Set problem =
Transcribe every line exactly. Leave the pictures behind.

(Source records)
╭──

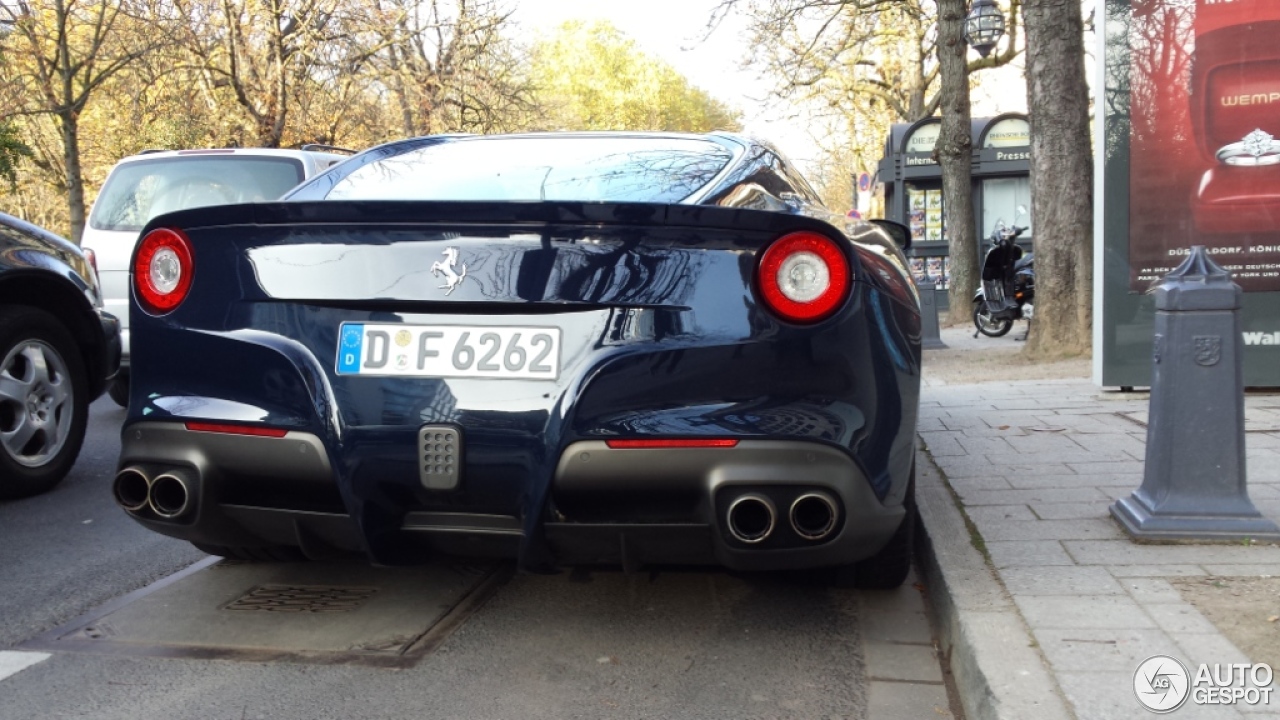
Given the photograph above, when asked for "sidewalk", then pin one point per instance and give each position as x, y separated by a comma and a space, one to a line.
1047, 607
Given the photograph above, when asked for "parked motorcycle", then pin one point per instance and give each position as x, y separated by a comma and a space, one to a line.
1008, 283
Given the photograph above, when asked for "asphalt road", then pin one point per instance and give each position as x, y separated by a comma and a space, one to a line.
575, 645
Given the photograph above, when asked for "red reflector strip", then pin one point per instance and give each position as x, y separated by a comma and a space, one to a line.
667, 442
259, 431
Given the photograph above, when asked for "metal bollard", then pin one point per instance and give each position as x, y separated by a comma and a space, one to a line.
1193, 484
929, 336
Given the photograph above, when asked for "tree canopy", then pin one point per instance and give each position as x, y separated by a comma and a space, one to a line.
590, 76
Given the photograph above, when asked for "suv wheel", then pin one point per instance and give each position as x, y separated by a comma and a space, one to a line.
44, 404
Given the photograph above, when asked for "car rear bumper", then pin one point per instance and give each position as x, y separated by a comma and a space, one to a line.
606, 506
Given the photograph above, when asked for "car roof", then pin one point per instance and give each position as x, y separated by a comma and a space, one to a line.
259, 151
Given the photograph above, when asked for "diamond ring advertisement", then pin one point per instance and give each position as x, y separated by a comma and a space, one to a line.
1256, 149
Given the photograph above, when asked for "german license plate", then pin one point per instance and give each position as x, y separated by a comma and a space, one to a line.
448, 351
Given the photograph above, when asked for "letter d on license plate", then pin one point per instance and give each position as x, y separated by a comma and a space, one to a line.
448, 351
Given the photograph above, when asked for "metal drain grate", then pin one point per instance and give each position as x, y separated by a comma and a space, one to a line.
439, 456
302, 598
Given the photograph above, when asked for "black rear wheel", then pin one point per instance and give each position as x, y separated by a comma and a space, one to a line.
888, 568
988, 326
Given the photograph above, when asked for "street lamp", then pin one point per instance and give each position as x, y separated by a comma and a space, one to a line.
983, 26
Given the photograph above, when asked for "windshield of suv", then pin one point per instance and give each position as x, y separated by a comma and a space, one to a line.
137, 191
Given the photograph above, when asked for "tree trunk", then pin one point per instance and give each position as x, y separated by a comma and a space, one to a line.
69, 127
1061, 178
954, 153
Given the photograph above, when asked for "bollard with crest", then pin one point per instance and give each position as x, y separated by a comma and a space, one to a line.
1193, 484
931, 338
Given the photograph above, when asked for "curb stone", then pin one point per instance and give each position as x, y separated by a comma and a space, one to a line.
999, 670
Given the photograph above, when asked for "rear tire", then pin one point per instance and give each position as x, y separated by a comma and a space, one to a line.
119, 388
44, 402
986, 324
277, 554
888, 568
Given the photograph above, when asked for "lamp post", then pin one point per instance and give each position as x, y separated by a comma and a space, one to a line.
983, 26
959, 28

╰──

Exercise answer =
Given the photograph above, when asked for "sidewalk", then pin one point per instance and give each position as x, y separated by a comma and a space, one to a line.
1047, 607
Given the photograph above, when asked for "parked motorcycle", then pin one point per instance and give each position as x, y separated by a comma and a space, one to a line.
1008, 283
Given the photograph above, when asked for "asphalt road", then pin one point per instance and give each position as x, y separated by a comma and a space, one to a line.
575, 645
Given the photograph above, when asked for "red reflector strip", then pin one point per instance and give each position as x, y separated by a comma and a space, one to a line.
667, 442
259, 431
Given the photograph above, when asked for "metal bollard", then pin one point per instance and give each position as x, y separated by a comma and a space, one to a line.
1193, 484
929, 336
Given the photograph above, when asked for "tree canopy", then pin one point per instance and give each position as x, y separated by a comma and a space, one to a line.
590, 76
Given the photograph above, when asked for "suv wheel", then pin one point per instance and give each position as x, y separated by a comma and a space, one to a line.
44, 404
Given the photograph above, when asked for "car rear bumper", then pin one point per instance and give each position as x, y separated by a comma and a space, one to a line.
606, 506
Given the photograph above, when asked for "car roof", then pin one point per instance and give each position as x, y separated by a comma and a space, one to a line.
259, 151
Given the photograph above, when asked for "diamond ring advertisement", then pin one point per instance and give each position as x, y separated by a comma and a space, one to a line.
1256, 149
Given the photograph above, when asked for "german license plate", then pin one point per instance and give each position as x, y separated by a comma and a space, one to a line.
448, 351
Given the photograph above, when asked for "letter d on license plate", then pin one point per instance and give each position as x, y separated by a comma and a space, one to a line.
448, 351
Given the photograph above, when asked for "metal drain grate", then pin one point per instance and give each position as x, y separated by a comma and a space, one to a line.
439, 456
302, 598
Given the photograph above, when asked for "black rear wheel", then pin one point per instance and give each position as x, y separated by a comma and a space, one to a line.
888, 568
988, 326
Given the photograph above, when asked for "street lamp", then pin one point per instance and give each position as x, y separated by a comma and a space, one to a line.
983, 26
Given the photograph above, when asked for "windshield of suv", then pin one point per instance and give each position as x, y separated by a comma and a space, one to a line.
137, 191
Given the photograph above, when asked for "tree trunk", then pin one point per instance and give each position as x, y separated by a comma and a space, one to a line.
69, 127
1061, 178
954, 153
Given the photograph above, when asked for "bollard with crest", then pin one point per instance and give each position as x, y separated by a comma and a space, one to a line.
1193, 484
931, 338
Given the photograph above, when asked for "curb stone", then pin one point per instance and give each position as x, y separated by a comma and a space, one to a line.
999, 670
Given the photograph above, when asked for "rear tire", then pin one point per instance and give each position as x, y separated by a comma and a space, one to a line.
119, 388
44, 402
986, 324
277, 554
888, 568
Given the photograph above, when asked for "lamp post", then pin one point per instance and give each position as x, y separated by a comma and a space, one to a line.
983, 26
959, 28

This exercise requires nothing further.